Problem to work on:
Print the data exactly as it appears, keeping every word.

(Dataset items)
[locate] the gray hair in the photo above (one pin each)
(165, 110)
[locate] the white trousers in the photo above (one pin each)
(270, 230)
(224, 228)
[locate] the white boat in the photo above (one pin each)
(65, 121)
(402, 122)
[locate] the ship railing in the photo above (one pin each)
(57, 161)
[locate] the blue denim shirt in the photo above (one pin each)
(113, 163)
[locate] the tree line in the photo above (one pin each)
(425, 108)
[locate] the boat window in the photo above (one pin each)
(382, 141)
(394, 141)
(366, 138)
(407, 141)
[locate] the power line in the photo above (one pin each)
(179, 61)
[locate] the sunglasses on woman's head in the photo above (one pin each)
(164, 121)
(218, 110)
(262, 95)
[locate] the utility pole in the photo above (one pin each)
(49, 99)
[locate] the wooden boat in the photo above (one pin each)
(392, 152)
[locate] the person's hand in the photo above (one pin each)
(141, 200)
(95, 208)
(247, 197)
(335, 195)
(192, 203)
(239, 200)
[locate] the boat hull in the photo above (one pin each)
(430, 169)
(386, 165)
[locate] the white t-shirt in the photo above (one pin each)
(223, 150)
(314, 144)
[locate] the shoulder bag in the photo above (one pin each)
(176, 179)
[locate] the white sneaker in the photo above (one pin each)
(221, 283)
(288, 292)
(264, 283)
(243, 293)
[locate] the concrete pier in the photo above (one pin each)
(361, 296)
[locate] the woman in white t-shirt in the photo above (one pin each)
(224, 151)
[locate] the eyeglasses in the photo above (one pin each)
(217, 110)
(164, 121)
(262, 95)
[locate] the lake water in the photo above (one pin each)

Exercise solution:
[locate] the gray hair in the photo above (one pin each)
(165, 110)
[locate] the white trousers in the photo above (one pin each)
(270, 230)
(224, 228)
[locate] the white boat in the photo above (one pin each)
(65, 121)
(402, 122)
[locate] the ship railing in the photo above (one pin each)
(57, 161)
[locate] the blue denim shirt in the photo above (one pin each)
(113, 163)
[locate] the tree line in the photo above (one pin each)
(425, 108)
[locate] the boat window in the photo above (one pin each)
(382, 141)
(394, 141)
(366, 138)
(407, 141)
[locate] the power line in the photo above (one pin each)
(179, 61)
[locate] the sunglasses on woman's head in the photo above (one pin each)
(164, 121)
(218, 110)
(262, 95)
[locate] the utility pole in the photo above (one pin each)
(49, 99)
[locate] the wooden boat in the photo above (one pin each)
(392, 152)
[locate] the person's hand in the photo above (one pin each)
(141, 200)
(95, 208)
(247, 197)
(335, 195)
(192, 203)
(239, 200)
[locate] the boat hull in the photo above (one pin each)
(430, 169)
(386, 165)
[locate] the white t-shirt in the photo above (one pin each)
(223, 150)
(314, 144)
[locate] the shoulder bag in the photo above (one pin each)
(176, 179)
[locate] the white sneaker in the photo above (one pin each)
(221, 283)
(288, 292)
(264, 283)
(243, 293)
[locate] the concrete pier in the photo above (one pin each)
(361, 296)
[locate] the woman in white t-shirt in the photo above (one pin each)
(224, 151)
[locate] the eyeglasses in the photo above (one pin each)
(217, 110)
(164, 121)
(262, 95)
[locate] the lake water in the photo above (one pin each)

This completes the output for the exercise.